(Data entries)
>>>

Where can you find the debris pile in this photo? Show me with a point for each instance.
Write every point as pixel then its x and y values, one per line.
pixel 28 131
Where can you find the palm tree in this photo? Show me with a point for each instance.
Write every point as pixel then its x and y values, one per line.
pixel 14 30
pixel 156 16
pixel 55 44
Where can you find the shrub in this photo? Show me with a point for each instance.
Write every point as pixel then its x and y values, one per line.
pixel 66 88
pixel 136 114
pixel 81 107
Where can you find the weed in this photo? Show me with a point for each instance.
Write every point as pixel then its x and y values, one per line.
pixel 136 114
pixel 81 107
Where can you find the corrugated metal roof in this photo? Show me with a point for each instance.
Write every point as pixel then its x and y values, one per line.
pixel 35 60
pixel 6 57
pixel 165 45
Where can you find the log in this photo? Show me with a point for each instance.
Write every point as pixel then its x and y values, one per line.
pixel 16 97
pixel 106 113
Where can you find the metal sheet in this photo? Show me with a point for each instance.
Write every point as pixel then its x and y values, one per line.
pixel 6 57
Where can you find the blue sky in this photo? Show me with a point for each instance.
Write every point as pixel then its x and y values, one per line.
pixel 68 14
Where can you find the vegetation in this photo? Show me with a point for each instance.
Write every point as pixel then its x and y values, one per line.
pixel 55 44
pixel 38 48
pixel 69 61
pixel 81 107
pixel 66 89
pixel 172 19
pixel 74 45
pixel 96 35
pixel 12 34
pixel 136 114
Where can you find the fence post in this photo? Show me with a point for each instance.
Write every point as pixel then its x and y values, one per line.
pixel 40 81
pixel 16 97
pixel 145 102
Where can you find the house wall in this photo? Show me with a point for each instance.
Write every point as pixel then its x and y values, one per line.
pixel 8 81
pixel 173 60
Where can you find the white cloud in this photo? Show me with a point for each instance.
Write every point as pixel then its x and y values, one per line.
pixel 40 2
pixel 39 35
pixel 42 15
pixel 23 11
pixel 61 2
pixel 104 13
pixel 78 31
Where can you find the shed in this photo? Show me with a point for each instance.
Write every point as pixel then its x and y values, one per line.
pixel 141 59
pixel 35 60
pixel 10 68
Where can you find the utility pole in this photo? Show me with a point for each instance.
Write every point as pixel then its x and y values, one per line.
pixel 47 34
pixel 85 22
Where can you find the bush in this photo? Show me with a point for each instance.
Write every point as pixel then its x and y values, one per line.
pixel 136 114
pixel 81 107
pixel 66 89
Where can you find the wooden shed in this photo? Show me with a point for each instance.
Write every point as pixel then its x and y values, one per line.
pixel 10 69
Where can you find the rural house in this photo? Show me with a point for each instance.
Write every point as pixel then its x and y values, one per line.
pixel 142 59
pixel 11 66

<<<

From the entries, report each line that includes the word "house".

◆ SOLUTION BELOW ◆
Where can you find the house wall in this photo? Show me with a point for each instance.
Where can you find the rural house in this photo? Show me with a point for each instance.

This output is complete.